#### WHAT YOU NEED TO DO:
Rewrite the stretch from the line containing "locate the small" through the end of the records, putting "gray" in place of "white" and leaving everything else unchanged.

#### Source data:

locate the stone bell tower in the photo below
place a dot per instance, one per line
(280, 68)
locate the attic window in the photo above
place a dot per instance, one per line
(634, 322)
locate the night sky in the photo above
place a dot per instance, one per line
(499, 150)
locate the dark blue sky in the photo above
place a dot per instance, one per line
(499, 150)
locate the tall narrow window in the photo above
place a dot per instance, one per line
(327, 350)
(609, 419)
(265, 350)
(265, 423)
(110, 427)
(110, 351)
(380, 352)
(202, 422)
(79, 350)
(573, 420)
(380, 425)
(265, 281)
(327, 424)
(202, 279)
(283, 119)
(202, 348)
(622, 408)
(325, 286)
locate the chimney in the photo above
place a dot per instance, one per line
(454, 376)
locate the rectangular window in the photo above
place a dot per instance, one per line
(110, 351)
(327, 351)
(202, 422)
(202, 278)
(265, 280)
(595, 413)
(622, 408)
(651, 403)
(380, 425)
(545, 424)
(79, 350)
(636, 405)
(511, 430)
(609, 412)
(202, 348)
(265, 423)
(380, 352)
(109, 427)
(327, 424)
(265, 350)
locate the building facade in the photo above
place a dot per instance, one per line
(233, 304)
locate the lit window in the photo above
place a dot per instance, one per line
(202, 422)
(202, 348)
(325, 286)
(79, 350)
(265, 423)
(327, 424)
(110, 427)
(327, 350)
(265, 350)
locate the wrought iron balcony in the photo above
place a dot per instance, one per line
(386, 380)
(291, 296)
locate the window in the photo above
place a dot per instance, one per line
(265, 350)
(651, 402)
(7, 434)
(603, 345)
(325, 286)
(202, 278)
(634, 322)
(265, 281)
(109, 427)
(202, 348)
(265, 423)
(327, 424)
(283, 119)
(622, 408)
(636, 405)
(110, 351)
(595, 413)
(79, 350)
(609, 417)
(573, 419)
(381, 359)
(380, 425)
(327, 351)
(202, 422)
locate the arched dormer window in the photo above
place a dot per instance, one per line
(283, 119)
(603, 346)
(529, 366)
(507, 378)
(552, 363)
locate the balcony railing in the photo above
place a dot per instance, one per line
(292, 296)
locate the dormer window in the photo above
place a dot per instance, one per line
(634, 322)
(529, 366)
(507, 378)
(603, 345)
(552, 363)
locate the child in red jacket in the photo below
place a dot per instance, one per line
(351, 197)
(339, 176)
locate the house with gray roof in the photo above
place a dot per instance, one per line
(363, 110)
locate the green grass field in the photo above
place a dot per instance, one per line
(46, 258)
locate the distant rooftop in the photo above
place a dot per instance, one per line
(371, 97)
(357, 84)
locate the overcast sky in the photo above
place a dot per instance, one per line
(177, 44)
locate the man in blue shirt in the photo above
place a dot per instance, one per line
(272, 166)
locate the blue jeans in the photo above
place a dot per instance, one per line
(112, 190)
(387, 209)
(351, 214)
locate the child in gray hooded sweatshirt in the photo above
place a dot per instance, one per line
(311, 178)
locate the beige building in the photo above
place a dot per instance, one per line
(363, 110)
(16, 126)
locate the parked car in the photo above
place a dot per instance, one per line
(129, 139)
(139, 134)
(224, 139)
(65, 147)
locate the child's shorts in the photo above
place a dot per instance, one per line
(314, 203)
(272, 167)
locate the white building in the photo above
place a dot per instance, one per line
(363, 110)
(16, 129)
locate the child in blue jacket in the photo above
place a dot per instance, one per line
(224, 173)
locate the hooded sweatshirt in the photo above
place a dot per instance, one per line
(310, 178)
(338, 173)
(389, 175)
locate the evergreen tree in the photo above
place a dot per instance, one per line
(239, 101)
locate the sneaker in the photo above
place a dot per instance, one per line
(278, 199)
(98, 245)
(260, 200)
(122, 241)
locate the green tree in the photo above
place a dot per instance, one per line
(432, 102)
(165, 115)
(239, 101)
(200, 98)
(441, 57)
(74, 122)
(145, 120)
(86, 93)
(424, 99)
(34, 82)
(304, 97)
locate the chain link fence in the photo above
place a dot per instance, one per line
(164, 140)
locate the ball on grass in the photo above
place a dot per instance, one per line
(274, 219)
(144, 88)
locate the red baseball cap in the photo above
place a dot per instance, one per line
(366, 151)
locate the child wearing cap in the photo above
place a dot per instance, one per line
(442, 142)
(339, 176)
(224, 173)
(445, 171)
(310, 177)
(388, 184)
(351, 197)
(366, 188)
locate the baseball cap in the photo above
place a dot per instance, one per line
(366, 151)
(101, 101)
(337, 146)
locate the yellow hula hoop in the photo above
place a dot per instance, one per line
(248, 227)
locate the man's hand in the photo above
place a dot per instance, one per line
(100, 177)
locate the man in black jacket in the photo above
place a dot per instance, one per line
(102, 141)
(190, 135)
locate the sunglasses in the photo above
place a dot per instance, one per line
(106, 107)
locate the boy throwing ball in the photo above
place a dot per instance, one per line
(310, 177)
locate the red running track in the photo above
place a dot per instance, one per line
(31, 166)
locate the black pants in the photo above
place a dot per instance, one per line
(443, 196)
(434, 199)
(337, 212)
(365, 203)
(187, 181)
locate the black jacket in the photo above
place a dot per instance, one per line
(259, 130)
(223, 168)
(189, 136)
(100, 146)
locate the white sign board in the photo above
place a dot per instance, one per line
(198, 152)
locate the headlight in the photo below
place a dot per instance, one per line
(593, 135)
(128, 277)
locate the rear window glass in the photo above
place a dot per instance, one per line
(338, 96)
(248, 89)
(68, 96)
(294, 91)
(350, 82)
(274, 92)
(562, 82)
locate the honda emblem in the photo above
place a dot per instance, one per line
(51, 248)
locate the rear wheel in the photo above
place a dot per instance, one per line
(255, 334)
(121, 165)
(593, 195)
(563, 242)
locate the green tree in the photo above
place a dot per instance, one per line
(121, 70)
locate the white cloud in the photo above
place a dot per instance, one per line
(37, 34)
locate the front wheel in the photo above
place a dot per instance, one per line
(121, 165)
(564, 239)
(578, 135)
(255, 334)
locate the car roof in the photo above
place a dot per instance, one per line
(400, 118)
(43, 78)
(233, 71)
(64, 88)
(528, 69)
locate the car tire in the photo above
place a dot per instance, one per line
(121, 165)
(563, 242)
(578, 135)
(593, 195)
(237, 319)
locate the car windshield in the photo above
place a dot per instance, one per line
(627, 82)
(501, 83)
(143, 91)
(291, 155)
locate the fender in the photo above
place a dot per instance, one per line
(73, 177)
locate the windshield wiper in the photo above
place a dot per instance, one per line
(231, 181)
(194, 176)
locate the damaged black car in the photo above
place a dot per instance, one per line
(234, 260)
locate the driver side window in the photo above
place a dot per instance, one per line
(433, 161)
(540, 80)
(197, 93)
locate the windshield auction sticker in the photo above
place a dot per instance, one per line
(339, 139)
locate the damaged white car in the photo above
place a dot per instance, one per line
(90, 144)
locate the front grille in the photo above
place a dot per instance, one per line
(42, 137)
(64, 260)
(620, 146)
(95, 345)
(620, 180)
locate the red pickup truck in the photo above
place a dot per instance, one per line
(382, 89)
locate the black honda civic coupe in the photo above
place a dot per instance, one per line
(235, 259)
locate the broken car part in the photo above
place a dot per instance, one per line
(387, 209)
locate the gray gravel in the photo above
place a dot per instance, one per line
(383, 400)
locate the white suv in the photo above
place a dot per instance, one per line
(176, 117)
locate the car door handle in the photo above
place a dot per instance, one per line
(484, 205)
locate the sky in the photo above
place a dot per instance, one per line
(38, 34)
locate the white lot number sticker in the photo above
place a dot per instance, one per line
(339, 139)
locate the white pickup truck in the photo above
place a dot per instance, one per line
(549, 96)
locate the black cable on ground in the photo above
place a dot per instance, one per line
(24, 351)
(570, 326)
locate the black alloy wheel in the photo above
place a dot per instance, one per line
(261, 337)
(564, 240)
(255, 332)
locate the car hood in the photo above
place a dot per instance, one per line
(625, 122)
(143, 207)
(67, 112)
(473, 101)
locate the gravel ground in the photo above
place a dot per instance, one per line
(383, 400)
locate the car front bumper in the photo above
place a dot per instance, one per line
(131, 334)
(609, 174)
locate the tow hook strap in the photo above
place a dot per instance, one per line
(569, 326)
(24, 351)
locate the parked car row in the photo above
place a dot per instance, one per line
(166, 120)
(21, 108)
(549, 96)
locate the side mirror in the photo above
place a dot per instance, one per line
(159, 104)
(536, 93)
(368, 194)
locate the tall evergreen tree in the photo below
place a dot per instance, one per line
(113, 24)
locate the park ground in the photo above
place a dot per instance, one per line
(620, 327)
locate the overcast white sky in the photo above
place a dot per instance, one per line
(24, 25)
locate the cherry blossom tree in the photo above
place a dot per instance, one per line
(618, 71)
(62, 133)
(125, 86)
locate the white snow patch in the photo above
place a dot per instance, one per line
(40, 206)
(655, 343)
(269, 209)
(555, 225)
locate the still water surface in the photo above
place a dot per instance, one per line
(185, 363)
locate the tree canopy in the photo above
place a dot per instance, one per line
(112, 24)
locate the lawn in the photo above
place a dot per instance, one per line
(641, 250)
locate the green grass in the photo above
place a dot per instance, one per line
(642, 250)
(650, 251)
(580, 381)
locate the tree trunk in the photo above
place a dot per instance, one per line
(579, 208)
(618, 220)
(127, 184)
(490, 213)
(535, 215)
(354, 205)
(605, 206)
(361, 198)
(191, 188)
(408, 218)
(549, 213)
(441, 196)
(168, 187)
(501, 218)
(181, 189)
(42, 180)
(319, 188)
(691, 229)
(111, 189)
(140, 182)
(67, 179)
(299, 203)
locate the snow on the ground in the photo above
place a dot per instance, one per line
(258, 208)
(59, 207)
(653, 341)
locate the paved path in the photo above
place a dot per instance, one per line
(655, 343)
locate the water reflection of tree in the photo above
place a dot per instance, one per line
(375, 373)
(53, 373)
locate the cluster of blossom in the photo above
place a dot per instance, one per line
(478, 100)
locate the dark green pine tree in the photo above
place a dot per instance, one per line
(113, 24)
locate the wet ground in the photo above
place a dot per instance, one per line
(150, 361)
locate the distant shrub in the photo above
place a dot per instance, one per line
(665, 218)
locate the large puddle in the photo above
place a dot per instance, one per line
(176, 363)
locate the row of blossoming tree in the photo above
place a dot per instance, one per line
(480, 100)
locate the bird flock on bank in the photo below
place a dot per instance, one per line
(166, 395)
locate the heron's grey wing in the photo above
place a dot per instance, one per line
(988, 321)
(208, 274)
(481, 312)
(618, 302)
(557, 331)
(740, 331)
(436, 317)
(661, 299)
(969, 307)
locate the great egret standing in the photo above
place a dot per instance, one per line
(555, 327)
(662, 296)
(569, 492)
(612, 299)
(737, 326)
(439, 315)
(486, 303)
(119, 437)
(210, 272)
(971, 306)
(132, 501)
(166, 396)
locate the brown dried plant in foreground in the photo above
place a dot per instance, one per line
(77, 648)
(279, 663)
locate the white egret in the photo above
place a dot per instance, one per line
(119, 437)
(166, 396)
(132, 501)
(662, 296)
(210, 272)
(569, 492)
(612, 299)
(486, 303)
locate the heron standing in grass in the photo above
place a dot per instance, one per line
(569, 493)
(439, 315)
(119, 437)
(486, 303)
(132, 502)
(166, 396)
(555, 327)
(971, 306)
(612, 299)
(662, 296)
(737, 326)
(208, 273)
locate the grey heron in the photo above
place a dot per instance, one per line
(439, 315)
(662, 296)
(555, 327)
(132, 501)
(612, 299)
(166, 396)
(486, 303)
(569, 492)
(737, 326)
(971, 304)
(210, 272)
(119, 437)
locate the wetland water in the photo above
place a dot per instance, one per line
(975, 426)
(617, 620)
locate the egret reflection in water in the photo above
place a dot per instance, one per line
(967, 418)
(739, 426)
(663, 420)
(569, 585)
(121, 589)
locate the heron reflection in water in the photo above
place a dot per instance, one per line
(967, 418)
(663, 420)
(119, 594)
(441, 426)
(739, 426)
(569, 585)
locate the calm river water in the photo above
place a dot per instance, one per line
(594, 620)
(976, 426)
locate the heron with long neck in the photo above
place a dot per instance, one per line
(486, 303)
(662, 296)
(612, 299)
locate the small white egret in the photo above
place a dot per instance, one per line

#### CORRECT RESPONSE:
locate the small gray egret in the photo above
place a dot per instance, one per line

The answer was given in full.